:: Short problem ::
Please pull out every line in the material below that contains the word "jalapeno", and copy each one without changes.

:: Material for the task ::
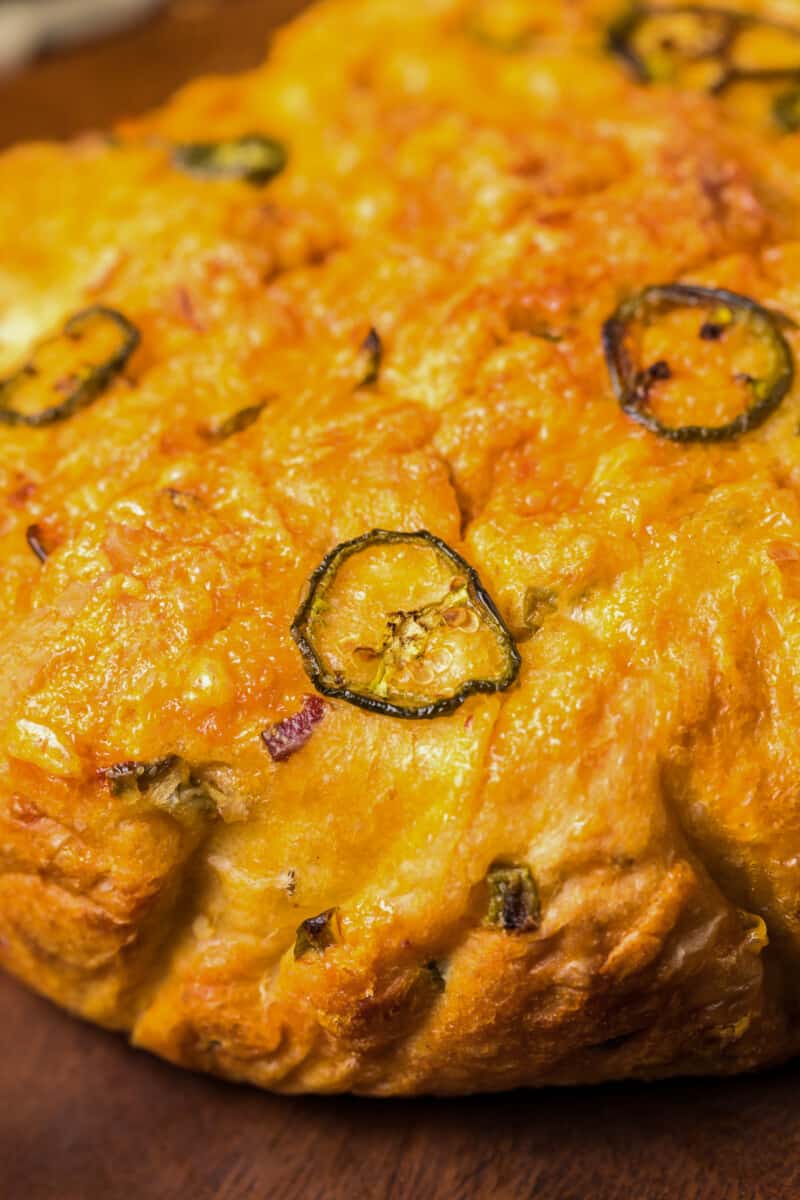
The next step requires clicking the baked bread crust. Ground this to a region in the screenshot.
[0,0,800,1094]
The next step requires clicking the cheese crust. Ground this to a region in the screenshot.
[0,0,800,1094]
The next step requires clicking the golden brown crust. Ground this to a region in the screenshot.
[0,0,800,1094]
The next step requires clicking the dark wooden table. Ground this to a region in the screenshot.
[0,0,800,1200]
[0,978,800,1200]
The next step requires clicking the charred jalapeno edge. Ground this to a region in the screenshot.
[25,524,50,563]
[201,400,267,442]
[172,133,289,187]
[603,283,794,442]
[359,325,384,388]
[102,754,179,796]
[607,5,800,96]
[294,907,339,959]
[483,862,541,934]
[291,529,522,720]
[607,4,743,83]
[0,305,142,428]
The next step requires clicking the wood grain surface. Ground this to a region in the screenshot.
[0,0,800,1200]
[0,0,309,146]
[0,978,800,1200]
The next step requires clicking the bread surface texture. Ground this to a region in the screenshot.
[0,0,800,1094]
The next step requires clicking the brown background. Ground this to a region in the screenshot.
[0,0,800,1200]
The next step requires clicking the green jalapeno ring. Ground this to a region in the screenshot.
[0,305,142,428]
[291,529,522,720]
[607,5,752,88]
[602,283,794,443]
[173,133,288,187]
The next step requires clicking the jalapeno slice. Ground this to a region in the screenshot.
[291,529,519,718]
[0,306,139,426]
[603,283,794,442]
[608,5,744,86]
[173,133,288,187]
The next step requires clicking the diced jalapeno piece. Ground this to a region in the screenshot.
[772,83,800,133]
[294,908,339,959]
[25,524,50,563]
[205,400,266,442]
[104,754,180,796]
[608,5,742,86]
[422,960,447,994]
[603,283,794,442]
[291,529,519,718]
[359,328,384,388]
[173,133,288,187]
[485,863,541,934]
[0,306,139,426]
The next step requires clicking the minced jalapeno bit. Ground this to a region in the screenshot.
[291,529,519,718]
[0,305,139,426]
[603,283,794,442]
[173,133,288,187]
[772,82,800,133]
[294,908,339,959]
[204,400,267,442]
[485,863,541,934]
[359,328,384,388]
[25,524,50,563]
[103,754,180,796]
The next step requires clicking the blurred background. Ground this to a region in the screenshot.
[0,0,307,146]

:: Solution for this problem ::
The next step requires clicking the charred jalapeno edge. Ground this to a region in the screenshot.
The next step requires clicking the green jalapeno ring. Ground this to a region in the screenshot.
The next step requires clicking the jalapeno slice. Ground this to a region in the screenshot.
The next step requires clicking the diced jalapeno piece. Ground this to a region in the screenshot.
The next step requires clicking the minced jalapeno bit. Ground this to a region in the screenshot.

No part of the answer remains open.